— What the exercise asks —
Quote the records below in full, exactly as given, with the images taken out.

— Given records —
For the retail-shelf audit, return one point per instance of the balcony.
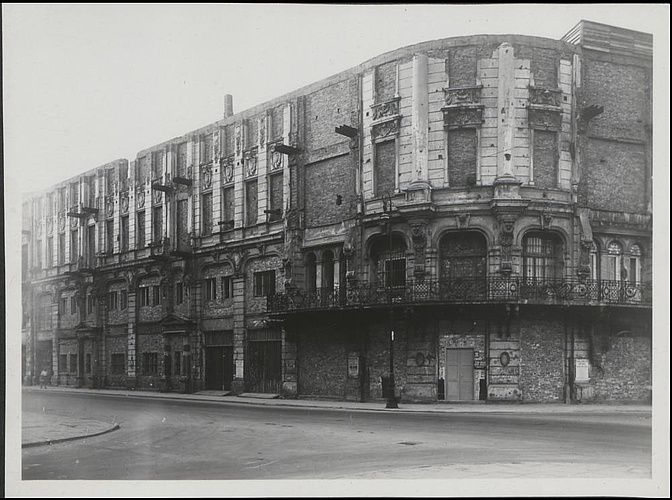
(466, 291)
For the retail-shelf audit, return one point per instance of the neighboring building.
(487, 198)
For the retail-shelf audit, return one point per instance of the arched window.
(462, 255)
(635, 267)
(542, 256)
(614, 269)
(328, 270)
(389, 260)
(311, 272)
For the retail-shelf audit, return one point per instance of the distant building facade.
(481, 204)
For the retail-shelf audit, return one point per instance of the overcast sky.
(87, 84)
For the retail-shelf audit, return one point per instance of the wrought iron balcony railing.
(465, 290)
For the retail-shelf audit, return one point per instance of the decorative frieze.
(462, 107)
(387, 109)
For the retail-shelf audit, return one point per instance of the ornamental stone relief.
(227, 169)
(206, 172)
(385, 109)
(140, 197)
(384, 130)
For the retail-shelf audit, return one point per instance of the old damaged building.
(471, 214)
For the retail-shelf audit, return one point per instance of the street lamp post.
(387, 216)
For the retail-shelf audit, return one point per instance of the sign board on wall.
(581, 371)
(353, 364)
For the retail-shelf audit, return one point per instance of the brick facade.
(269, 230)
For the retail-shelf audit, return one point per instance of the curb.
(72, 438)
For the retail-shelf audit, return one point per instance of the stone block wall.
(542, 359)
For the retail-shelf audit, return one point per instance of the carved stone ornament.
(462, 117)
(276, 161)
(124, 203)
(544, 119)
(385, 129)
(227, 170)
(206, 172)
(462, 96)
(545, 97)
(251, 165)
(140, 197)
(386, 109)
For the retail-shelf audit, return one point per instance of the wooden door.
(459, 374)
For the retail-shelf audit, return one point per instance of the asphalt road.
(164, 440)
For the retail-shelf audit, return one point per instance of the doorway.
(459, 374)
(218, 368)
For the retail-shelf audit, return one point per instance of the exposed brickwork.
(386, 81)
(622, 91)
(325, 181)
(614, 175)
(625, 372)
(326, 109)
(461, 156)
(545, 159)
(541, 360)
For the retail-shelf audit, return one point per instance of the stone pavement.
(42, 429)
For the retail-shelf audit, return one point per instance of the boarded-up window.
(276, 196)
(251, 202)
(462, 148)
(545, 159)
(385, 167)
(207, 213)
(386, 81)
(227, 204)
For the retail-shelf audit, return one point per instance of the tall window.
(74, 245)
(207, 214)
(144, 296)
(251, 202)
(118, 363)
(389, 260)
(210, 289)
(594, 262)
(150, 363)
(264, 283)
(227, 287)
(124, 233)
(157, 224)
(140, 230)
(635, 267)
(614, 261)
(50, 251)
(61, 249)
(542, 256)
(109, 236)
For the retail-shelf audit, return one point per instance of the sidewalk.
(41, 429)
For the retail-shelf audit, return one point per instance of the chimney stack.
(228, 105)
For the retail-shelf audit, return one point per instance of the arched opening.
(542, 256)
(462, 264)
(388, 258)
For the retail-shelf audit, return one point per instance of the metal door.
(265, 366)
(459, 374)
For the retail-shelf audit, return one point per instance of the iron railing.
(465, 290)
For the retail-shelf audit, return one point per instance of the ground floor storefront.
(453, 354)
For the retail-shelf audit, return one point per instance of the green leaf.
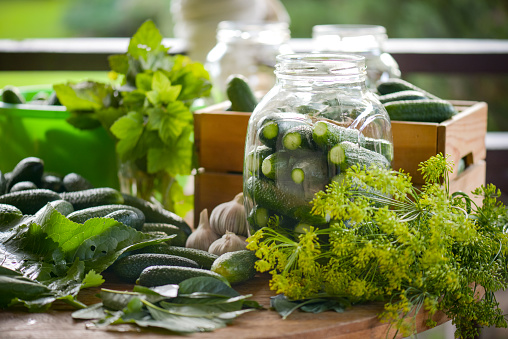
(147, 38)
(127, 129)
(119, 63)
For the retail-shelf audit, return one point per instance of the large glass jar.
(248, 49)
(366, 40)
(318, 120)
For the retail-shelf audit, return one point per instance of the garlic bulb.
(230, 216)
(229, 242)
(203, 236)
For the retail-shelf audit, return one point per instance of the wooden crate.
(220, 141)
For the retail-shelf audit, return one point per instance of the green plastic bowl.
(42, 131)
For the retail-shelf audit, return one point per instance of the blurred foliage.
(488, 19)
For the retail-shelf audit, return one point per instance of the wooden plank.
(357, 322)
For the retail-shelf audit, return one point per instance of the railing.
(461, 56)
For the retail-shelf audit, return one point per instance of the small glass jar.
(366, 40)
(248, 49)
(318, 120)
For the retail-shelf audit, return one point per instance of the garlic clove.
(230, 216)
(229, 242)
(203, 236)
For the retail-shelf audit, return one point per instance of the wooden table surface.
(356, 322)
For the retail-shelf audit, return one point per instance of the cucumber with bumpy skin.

— Answer for this exercise —
For the retail-shelf audit, return one point per instance of the balcony.
(466, 291)
For the retail-shelf audit, return one point per instance of the neighboring building.
(487, 198)
For the retail-shelf audit, return one point per instance of the arched window.
(462, 255)
(635, 267)
(542, 256)
(614, 269)
(328, 270)
(389, 260)
(311, 272)
For the retail-shelf audit, return one point per instance of the distant building facade.
(481, 204)
For the retail-shelf audit, return one point per instance of the overcast sky.
(87, 84)
For the retail-shelf audit, return one point per instance of the wrought iron balcony railing.
(465, 290)
For the retail-shelf audit, return one point per instance of the decorative frieze.
(462, 107)
(387, 109)
For the retail-shelf audit, return one point per instance of the ornamental stone relief.
(227, 169)
(206, 172)
(385, 109)
(140, 197)
(384, 130)
For the retail-shelf audit, return one point per instance of the old damaged building.
(471, 214)
For the retail-shelf audit, return one point per instance of the street lamp post.
(387, 216)
For the retail-shelf audit, return one point per instance of the sign board on wall.
(581, 371)
(353, 364)
For the retail-shelf audit, return one point per instance of the brick facade.
(269, 230)
For the retail-shelf audit, return one point per instance of the curb.
(72, 438)
For the retail-shelf audit, return one point per instance of the stone block wall.
(542, 359)
For the retail-shelf audit, return one point per instance of the carved stone ornament.
(462, 117)
(276, 161)
(124, 203)
(544, 119)
(385, 129)
(227, 170)
(206, 172)
(462, 96)
(545, 97)
(251, 165)
(140, 197)
(386, 109)
For the retail-shelf audit, return one point per instance of the wooden door.
(459, 374)
For the retail-shelf audit, return one point per instance of the asphalt road.
(164, 440)
For the retail-shelf audit, return one point per instance of the doorway.
(459, 374)
(218, 368)
For the retail-shelf audit, return one point per instance of the exposed brickwork.
(386, 81)
(622, 91)
(325, 181)
(614, 175)
(625, 372)
(326, 109)
(461, 156)
(545, 159)
(541, 360)
For the retail-shelf audit, return one point per instance of the stone pavement.
(42, 429)
For the retail-shelf audit, return one point per instance of the boarded-up window.
(276, 196)
(251, 202)
(462, 148)
(545, 159)
(385, 167)
(207, 213)
(386, 81)
(227, 204)
For the retail-shelf audit, return one point per instance of the tall window.
(74, 245)
(207, 214)
(144, 296)
(251, 202)
(118, 363)
(389, 260)
(210, 289)
(594, 262)
(150, 363)
(264, 283)
(227, 287)
(124, 233)
(157, 224)
(140, 230)
(635, 267)
(614, 261)
(50, 251)
(61, 249)
(542, 256)
(109, 236)
For the retail-shelf audit, return one point per instance of the sidewalk.
(41, 429)
For the retail-shelf audit, return one point per instance of the chimney stack.
(228, 105)
For the retail-shelf audit, return one point per instance of the arched opening.
(542, 256)
(462, 264)
(388, 258)
For the retail-shelf audit, return one point per instance of the metal door.
(265, 366)
(459, 374)
For the retail-shelf audit, return one point per instance of the iron railing.
(465, 290)
For the retail-shelf audit, return one point per instance of the ground floor storefront.
(453, 354)
For the retail-shelf audit, return one point per instance of the green leaf.
(147, 38)
(127, 129)
(119, 63)
For the retail-shelf audit, return one point per instance of the large glass jar.
(248, 49)
(366, 40)
(318, 120)
For the retail-shelf audit, return one point per instance of the garlic bulb.
(230, 216)
(229, 242)
(203, 236)
For the retail-shelf audit, return one point per instance of the wooden crate.
(220, 141)
For the retail-shelf audit, return one point per instance of the green plastic bowl.
(42, 131)
For the retail-shelf audit, return one point per instance of the blurred foliage.
(488, 19)
For the retail-shelf audit, return one point per instance of the wooden plank.
(357, 322)
For the retail-shelf audit, return one point per instance of the railing.
(461, 56)
For the retail-shelf audit, return one point per instance of the small glass jar.
(366, 40)
(248, 49)
(318, 120)
For the retail-shelf audit, return one point per instance of the garlic clove.
(230, 216)
(229, 242)
(203, 236)
For the retail-shelf audit, return one point per instance of the wooden table surface.
(356, 322)
For the retail-shelf audit, return one point per instance of the cucumber with bumpy skin.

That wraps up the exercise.